▶ _Exercise requirements_:
Starting with the first line of the data that follows, transcribe every line verbatim until the line containing "positive clicks: (433, 324)" has been transcribed.

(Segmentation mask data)

********

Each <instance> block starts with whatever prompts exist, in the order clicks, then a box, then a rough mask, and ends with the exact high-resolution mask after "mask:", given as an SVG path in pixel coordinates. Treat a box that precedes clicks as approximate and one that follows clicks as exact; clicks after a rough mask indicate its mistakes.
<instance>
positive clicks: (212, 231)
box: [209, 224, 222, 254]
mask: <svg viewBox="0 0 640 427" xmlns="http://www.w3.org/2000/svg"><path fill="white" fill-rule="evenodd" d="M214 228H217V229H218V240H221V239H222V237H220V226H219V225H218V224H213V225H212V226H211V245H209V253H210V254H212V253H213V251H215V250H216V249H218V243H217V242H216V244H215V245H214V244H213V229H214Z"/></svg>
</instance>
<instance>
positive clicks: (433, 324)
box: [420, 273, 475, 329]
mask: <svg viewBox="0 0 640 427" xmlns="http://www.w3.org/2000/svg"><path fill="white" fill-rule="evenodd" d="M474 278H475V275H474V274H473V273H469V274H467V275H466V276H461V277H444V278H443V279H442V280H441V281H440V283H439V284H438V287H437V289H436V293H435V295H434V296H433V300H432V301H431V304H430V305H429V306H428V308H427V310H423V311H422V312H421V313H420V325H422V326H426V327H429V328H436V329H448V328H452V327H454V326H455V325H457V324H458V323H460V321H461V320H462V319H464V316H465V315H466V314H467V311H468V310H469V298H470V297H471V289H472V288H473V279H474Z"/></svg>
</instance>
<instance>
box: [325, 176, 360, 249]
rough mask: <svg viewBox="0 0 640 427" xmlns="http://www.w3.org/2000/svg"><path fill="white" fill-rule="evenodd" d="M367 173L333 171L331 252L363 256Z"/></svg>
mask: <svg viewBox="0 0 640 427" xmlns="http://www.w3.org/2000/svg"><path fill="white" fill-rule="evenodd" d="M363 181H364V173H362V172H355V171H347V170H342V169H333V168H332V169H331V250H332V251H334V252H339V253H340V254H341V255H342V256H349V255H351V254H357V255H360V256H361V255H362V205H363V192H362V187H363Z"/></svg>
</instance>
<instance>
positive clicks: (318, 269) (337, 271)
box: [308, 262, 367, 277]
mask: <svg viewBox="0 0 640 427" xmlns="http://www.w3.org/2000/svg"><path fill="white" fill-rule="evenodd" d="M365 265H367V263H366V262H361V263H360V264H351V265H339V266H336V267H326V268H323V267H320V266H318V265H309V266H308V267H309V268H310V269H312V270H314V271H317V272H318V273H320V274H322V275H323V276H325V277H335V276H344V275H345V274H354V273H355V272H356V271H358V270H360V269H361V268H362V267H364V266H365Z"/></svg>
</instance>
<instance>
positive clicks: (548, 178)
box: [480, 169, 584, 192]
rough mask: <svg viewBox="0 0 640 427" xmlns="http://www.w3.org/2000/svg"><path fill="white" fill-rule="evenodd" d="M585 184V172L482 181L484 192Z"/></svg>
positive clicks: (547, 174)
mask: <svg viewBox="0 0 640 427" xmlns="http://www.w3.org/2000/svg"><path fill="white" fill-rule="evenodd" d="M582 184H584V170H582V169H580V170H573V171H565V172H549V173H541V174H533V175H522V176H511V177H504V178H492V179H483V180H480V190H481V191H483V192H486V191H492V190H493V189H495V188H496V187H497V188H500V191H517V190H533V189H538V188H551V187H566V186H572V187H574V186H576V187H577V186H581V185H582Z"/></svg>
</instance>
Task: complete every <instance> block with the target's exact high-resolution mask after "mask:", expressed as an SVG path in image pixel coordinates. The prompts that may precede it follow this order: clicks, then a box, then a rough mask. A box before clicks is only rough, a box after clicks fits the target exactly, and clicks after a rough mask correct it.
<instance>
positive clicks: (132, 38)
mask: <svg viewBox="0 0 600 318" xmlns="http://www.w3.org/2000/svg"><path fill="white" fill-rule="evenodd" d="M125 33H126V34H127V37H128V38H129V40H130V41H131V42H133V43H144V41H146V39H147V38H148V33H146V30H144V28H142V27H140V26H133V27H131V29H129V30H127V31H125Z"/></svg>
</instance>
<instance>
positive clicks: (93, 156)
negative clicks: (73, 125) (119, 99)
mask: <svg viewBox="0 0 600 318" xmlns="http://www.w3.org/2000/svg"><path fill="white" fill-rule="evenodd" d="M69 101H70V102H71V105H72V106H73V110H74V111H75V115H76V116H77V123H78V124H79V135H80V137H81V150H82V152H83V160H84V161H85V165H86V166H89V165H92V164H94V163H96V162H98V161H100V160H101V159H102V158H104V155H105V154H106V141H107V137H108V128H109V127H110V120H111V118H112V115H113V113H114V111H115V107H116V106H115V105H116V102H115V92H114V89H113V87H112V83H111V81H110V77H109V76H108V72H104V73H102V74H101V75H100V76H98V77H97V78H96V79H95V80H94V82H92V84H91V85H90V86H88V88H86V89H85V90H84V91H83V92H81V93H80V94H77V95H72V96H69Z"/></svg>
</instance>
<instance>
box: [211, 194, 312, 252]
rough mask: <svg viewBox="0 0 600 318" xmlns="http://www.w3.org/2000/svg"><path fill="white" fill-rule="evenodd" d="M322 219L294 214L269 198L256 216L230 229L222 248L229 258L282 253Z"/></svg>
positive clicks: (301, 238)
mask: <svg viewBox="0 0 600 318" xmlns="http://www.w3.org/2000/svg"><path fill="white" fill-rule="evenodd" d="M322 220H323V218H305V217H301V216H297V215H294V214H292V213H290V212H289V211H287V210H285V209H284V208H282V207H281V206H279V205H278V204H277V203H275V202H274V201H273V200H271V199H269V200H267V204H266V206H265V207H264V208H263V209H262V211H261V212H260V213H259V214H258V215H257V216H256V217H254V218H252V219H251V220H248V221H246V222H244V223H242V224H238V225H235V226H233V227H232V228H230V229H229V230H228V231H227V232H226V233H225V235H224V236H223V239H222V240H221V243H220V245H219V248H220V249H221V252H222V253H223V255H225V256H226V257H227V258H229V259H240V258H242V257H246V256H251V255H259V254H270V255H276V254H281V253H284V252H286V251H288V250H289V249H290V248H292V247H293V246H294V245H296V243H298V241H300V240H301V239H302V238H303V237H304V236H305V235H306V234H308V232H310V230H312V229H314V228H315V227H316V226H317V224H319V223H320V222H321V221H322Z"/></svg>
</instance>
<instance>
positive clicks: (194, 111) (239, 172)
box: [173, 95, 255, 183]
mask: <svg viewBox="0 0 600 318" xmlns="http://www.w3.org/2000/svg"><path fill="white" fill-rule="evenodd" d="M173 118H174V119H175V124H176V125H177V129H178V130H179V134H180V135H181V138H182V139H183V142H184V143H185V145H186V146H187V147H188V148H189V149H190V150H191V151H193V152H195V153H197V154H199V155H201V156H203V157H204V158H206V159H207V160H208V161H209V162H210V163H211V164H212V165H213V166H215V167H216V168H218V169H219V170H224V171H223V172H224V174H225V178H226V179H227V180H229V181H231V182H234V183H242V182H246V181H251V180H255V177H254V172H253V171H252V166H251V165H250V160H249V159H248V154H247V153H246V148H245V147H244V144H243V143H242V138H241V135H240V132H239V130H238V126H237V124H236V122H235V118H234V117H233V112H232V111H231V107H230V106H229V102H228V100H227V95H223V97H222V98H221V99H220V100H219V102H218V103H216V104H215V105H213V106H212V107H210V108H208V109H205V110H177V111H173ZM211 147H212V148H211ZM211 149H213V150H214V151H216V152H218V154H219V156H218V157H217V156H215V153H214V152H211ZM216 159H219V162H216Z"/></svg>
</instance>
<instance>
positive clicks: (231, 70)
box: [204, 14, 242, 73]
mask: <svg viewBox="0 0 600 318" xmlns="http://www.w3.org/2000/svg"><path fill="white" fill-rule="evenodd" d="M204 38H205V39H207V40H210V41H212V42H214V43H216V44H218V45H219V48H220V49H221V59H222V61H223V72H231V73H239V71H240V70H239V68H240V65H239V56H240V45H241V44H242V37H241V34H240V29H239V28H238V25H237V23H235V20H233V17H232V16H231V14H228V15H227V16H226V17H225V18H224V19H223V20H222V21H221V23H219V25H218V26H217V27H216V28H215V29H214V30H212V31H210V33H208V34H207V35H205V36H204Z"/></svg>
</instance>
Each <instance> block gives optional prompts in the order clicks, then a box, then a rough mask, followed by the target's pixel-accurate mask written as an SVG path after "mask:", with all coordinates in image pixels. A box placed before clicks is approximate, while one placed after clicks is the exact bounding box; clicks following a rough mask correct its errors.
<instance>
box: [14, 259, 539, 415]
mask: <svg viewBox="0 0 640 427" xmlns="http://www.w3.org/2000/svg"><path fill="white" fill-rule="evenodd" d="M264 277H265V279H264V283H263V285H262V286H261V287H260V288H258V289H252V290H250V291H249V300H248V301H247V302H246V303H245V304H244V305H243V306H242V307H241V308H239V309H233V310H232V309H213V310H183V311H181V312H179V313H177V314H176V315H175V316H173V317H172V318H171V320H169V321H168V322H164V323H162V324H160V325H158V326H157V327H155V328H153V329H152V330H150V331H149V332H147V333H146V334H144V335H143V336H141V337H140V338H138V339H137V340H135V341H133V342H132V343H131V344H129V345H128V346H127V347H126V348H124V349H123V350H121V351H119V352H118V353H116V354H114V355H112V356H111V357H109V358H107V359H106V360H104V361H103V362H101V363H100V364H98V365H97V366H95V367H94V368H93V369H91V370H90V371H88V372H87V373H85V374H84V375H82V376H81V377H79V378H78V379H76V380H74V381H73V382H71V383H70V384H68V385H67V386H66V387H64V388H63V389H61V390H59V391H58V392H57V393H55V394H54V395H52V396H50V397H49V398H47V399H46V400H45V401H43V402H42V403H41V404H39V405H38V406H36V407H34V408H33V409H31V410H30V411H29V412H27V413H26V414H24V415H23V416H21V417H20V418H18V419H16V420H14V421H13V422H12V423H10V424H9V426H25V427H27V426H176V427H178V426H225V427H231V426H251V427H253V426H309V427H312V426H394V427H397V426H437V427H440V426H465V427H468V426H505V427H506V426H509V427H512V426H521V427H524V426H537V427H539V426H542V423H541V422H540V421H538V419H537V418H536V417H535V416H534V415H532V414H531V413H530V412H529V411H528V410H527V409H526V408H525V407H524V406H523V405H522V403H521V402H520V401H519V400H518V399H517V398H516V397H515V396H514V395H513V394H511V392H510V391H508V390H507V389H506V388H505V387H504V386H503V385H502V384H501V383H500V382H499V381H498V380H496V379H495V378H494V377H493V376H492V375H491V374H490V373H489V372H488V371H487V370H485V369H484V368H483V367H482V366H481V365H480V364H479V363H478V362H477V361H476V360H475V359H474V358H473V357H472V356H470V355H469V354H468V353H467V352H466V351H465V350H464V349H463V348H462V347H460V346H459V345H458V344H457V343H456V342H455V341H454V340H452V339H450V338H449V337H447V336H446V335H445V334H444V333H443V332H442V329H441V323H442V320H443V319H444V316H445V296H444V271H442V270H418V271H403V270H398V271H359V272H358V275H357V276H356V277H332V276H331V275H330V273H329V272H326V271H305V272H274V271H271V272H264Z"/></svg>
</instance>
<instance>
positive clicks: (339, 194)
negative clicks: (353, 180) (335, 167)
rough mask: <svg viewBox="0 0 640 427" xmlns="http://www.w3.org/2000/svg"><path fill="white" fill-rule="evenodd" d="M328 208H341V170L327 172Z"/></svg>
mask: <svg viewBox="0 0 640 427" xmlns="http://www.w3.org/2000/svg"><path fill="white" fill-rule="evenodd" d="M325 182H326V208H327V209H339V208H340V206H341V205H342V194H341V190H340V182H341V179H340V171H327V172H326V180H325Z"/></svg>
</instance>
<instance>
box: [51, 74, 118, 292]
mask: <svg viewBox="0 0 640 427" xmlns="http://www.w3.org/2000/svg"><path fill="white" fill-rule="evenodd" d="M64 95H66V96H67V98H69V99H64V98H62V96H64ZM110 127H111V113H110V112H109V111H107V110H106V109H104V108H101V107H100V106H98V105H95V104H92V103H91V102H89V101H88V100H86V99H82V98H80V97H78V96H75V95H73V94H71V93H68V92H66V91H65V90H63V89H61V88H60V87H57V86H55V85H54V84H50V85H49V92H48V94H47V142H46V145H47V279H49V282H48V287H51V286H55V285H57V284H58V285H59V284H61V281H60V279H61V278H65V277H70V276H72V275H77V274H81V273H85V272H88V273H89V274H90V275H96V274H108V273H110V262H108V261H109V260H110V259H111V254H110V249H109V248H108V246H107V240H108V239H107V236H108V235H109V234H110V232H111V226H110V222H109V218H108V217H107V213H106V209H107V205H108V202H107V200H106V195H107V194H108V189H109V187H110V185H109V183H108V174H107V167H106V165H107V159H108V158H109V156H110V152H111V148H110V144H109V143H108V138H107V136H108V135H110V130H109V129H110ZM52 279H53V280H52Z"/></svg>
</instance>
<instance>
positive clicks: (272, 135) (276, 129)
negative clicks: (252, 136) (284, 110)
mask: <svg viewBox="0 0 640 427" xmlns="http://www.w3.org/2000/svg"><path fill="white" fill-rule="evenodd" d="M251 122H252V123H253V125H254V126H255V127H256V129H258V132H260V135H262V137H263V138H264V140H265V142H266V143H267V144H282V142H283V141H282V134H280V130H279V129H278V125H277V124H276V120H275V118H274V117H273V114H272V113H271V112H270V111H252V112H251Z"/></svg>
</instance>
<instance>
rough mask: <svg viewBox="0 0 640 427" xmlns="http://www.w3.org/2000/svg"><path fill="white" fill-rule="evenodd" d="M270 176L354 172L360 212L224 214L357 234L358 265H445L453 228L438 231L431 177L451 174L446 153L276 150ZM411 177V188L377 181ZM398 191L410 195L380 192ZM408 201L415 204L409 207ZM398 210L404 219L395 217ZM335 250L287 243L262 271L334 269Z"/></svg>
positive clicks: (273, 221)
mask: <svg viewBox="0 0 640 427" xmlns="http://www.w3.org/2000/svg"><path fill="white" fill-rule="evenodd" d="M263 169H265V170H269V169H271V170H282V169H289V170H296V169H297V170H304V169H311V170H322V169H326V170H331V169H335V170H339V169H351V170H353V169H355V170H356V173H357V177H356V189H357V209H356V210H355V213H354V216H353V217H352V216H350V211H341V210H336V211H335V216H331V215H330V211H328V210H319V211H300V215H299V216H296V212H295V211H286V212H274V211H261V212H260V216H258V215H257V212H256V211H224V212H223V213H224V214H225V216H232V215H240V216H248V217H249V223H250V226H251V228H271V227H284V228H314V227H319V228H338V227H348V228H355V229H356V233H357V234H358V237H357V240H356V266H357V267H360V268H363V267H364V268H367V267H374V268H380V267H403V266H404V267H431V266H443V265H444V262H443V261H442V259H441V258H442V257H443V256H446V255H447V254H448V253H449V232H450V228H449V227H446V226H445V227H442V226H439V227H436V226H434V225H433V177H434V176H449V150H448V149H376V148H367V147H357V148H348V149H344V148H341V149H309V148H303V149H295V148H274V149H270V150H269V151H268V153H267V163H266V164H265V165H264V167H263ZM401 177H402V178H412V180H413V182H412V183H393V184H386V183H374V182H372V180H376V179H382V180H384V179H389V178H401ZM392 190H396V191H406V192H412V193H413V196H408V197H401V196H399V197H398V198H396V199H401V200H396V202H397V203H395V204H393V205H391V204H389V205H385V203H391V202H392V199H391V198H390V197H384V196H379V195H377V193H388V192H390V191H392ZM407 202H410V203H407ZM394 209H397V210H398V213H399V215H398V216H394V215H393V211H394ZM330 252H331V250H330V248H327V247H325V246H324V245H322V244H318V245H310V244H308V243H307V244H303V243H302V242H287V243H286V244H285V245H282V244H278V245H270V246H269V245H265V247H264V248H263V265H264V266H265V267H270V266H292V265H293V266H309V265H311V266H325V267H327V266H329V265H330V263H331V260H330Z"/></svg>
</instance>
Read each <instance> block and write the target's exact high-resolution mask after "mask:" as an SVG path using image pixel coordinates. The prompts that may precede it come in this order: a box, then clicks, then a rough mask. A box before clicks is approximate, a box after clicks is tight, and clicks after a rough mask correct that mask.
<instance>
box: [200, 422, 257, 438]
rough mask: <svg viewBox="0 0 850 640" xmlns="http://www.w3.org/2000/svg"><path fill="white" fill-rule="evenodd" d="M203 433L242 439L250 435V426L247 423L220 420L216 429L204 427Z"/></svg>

********

▶ _Task output_:
Each <instance> block starts with whatever prompts exist, in the order clicks, then a box, then a rough mask, and ends with the exact high-resolution mask after "mask:", given as an SVG path in pixel coordinates. Treat a box that precedes clicks as approximate and one that follows clicks as exact; clicks after a rough mask indicate its mistakes.
<instance>
positive clicks: (212, 231)
box: [209, 224, 222, 254]
mask: <svg viewBox="0 0 640 427" xmlns="http://www.w3.org/2000/svg"><path fill="white" fill-rule="evenodd" d="M214 228H217V229H218V240H221V239H222V237H220V226H219V225H218V224H213V225H212V226H211V245H209V253H210V254H212V253H213V251H215V250H216V249H218V243H217V242H216V244H215V245H214V244H213V229H214Z"/></svg>
</instance>
<instance>
positive clicks: (433, 324)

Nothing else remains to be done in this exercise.